- [Data for the task]
━━━━━━━━━━━━━━━━━━━━━━━━━━━━━━

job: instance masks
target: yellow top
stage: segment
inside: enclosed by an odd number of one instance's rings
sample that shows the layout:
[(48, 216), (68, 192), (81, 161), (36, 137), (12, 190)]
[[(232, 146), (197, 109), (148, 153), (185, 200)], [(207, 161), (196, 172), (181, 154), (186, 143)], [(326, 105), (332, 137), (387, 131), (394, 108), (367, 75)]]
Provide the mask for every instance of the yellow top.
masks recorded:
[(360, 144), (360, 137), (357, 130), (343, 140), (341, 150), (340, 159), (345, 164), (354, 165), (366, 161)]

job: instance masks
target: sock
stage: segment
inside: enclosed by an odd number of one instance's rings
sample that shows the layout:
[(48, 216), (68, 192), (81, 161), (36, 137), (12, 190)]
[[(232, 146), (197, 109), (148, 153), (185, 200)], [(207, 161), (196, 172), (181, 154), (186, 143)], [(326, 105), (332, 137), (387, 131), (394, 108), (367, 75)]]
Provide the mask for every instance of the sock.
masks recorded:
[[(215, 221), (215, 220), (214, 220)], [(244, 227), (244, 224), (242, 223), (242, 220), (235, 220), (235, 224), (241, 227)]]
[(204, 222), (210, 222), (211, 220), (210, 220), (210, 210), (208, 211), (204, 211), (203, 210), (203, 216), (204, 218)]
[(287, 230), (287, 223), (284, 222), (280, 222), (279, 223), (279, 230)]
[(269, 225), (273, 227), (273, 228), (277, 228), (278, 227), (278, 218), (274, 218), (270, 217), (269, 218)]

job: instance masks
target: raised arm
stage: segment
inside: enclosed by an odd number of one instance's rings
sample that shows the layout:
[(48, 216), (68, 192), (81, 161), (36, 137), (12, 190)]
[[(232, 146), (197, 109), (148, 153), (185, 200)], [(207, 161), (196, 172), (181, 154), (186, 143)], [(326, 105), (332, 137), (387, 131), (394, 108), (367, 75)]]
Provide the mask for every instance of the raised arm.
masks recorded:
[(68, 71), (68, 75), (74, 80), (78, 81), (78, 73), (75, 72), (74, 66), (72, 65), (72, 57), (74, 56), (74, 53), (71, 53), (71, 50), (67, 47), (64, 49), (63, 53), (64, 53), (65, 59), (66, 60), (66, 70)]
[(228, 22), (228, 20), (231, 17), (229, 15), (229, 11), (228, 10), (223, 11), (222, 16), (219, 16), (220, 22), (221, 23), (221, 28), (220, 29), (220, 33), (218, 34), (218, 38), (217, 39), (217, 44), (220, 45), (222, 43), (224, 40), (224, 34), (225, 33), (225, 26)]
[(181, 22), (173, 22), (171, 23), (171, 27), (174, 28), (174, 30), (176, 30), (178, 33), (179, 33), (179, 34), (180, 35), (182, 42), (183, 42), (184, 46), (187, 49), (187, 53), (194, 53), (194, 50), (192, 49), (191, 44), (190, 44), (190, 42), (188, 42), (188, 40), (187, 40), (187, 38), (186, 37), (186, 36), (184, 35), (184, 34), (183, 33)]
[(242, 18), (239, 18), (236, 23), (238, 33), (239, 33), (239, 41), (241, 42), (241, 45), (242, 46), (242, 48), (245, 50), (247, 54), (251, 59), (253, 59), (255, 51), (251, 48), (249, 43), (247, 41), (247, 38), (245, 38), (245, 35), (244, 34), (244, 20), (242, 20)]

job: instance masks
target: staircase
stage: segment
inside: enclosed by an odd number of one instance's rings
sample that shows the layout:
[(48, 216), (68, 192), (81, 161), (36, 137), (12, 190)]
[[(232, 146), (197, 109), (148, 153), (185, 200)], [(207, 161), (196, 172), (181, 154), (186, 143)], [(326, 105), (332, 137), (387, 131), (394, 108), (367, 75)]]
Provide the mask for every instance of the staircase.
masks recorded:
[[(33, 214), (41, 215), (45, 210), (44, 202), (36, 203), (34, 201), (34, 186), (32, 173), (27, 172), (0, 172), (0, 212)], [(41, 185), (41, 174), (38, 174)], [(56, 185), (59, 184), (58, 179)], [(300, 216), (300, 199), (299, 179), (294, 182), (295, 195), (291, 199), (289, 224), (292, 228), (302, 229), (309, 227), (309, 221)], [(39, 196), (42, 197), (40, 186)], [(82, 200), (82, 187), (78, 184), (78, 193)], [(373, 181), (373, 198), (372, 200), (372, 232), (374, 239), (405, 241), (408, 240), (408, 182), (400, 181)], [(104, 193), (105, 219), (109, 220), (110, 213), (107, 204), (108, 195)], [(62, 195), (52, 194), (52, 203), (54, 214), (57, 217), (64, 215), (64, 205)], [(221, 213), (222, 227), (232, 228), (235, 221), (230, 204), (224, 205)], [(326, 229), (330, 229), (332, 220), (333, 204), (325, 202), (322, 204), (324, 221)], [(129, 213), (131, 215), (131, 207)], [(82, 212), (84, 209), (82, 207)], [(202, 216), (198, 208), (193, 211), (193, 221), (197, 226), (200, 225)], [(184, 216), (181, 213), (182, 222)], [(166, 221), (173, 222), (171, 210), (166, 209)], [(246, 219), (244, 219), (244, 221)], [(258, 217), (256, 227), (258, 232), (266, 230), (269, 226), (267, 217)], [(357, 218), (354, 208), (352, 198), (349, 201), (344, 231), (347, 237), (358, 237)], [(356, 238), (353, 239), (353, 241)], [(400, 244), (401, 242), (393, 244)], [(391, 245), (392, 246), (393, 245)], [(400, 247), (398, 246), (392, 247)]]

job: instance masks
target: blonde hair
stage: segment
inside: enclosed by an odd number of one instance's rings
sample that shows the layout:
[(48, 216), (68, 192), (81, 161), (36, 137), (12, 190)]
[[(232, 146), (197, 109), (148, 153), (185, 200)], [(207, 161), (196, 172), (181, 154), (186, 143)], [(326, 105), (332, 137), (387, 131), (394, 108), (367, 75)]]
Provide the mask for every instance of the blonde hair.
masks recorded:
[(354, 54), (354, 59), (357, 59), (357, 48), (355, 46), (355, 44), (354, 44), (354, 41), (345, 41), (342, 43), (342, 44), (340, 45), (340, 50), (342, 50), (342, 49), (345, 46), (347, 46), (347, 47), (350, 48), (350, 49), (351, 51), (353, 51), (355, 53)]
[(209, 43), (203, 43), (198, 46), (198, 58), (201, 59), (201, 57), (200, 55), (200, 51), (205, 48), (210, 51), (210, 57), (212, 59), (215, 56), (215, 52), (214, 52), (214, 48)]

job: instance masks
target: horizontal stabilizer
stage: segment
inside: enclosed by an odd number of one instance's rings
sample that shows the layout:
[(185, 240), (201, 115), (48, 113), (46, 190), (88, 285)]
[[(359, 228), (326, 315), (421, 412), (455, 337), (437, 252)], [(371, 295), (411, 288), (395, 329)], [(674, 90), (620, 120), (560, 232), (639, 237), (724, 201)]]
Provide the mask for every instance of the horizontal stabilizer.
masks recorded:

━━━━━━━━━━━━━━━━━━━━━━━━━━━━━━

- [Problem requirements] Edit the lines from the beginning through the one containing "165), (366, 161)]", inclusive, so that "yellow top" becomes "yellow shirt" everywhere and nothing else changes. Give back only those lines.

- [Answer to the problem]
job: instance masks
target: yellow shirt
stage: segment
inside: enclosed by an odd number of one instance's rings
sample that shows the layout:
[(48, 216), (68, 192), (81, 161), (36, 137), (12, 190)]
[[(232, 146), (197, 109), (148, 153), (185, 200)], [(207, 161), (196, 172), (181, 154), (186, 143)], [(326, 105), (332, 137), (387, 131), (394, 108), (367, 75)]]
Provide the mask for every instance of the yellow shirt.
masks recorded:
[(360, 144), (360, 137), (357, 130), (343, 140), (341, 150), (340, 159), (345, 164), (354, 165), (366, 161)]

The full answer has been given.